## Requirement:
In the lines below, look for "white". Copy each line where it appears.

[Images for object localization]

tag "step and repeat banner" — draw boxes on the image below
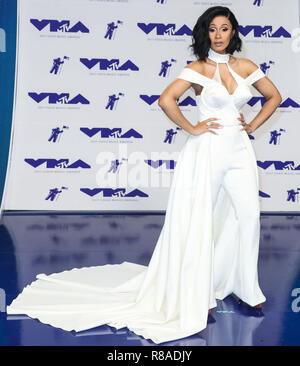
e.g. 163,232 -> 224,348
1,0 -> 300,211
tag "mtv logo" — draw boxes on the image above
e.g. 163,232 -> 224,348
30,19 -> 89,33
238,25 -> 291,38
137,23 -> 192,36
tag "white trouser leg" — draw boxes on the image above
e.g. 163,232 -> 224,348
210,127 -> 266,306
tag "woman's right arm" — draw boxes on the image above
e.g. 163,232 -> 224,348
158,78 -> 222,136
158,79 -> 196,134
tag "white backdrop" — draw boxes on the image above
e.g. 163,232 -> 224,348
2,0 -> 300,211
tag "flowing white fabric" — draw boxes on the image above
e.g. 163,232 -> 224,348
7,49 -> 267,344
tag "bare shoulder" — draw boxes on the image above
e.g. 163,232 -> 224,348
184,60 -> 205,73
235,57 -> 260,76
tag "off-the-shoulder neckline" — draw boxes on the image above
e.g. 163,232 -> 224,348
181,66 -> 262,96
183,66 -> 261,83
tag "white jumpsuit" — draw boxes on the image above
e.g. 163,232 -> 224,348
7,48 -> 267,344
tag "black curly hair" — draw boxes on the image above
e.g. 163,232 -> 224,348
189,6 -> 242,61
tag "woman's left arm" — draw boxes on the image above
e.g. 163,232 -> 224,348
239,60 -> 282,133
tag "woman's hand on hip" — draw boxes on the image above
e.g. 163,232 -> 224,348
191,117 -> 223,136
238,112 -> 254,134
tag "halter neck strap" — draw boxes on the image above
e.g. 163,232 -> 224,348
207,48 -> 230,64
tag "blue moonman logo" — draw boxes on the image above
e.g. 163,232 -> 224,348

## Answer:
tag "white trouser leg" — draw boxes on the image above
tag "white backdrop" — draw boxes on the image above
tag "flowing white fabric" — draw boxes on the image above
tag "white jumpsuit" — draw boxes on the image above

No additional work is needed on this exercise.